One of my favorite poems is called On Children by Kahlil Gibran. It reminds us that our children are not ours, they belong to life itself. They are their own beings. The middle stanzas are particularly relevant:

They come through you but not from you,

And though they are with you yet they belong not to you.

You may give them your love but not your thoughts,

For they have their own thoughts.

You may house their bodies but not their souls,

For their souls dwell in the house of tomorrow,

which you cannot visit, not even in your dreams.

You may strive to be like them,

but seek not to make them like you.

For life goes not backward nor tarries with yesterday.

This epidemic doesn’t get solved by trying to control the vaping devices or telling them how bad they are for their bodies. It gets solved by creating environments that engage the social-emotional parts of our children, that allow them to be valued for their unique qualities and that provide the freedom to explore and pursue things they are interested in. With new pathways opening and the economic road rising to meet them, they will find their way. We can help our children navigate out of this quagmire of cultural expectations by addressing the factors creating the need to numb in the first place. Let’s focus on why.

## [Work to be completed]
In the passage on children and vaping, which poem does the writer call one of their favorites? The material that comes next has no connection to the passage on children and vaping.

## [Excerpts from a dataset]
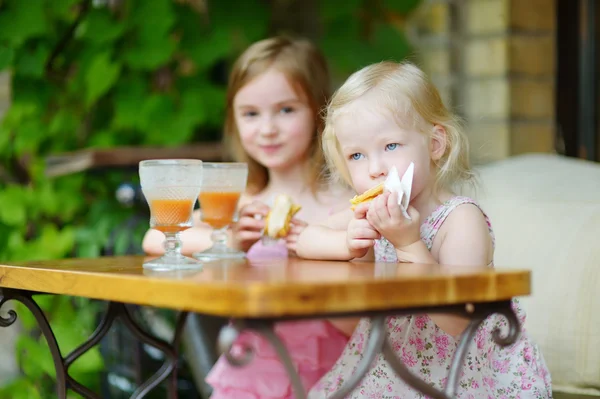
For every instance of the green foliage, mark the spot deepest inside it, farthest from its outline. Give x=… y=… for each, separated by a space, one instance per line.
x=144 y=73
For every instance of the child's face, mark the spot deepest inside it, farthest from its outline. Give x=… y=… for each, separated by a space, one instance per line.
x=372 y=142
x=275 y=124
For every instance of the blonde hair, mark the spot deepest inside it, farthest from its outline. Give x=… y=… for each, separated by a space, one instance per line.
x=306 y=69
x=403 y=90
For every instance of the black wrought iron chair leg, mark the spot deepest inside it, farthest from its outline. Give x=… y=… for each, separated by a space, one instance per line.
x=26 y=299
x=373 y=348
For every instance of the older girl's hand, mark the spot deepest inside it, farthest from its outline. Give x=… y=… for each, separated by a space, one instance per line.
x=386 y=217
x=248 y=229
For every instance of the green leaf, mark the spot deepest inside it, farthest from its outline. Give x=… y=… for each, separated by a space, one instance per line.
x=55 y=244
x=390 y=41
x=103 y=139
x=31 y=63
x=401 y=6
x=7 y=55
x=333 y=9
x=90 y=362
x=12 y=211
x=100 y=27
x=101 y=76
x=29 y=136
x=64 y=121
x=20 y=388
x=205 y=50
x=130 y=95
x=248 y=23
x=20 y=21
x=88 y=250
x=63 y=9
x=27 y=349
x=153 y=16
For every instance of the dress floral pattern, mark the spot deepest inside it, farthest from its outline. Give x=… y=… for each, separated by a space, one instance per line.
x=489 y=371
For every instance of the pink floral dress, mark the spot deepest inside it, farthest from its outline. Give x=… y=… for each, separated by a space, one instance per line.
x=313 y=345
x=489 y=371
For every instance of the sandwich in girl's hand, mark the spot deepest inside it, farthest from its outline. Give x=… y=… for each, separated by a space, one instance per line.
x=367 y=196
x=277 y=221
x=392 y=183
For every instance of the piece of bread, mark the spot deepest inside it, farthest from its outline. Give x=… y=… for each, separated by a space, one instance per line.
x=277 y=222
x=367 y=196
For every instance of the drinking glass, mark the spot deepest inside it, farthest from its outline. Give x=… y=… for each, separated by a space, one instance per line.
x=222 y=186
x=171 y=187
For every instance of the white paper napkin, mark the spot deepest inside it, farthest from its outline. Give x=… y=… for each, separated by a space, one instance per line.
x=403 y=186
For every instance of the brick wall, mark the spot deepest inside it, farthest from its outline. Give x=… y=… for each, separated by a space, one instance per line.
x=493 y=61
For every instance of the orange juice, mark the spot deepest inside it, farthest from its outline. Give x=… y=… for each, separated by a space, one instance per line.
x=171 y=215
x=218 y=208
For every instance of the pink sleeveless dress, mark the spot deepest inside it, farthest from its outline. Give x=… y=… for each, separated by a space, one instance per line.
x=489 y=371
x=314 y=346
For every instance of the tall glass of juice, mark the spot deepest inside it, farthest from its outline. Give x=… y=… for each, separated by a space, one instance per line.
x=222 y=186
x=171 y=188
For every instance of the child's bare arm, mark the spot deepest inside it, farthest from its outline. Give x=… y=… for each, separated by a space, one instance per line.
x=326 y=241
x=465 y=242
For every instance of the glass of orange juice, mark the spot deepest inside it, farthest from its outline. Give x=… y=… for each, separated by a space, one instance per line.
x=171 y=187
x=222 y=186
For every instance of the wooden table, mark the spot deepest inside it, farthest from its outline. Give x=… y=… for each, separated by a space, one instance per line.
x=256 y=294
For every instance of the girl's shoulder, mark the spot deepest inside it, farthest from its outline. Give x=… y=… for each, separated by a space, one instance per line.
x=460 y=215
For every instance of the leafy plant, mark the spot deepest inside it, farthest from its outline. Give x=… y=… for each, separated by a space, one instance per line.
x=101 y=74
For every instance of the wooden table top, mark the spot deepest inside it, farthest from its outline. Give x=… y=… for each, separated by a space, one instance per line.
x=285 y=287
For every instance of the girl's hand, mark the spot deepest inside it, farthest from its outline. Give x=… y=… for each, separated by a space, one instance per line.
x=248 y=229
x=361 y=235
x=386 y=217
x=297 y=226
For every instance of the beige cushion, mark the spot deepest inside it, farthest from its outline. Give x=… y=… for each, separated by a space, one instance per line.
x=545 y=211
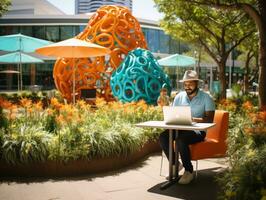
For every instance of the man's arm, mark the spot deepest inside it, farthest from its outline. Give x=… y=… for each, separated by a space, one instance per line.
x=208 y=117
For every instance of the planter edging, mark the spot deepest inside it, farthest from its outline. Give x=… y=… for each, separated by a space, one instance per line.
x=77 y=167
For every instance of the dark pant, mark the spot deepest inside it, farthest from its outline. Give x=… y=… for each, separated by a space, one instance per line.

## [Result of the task]
On Children by Kahlil Gibran.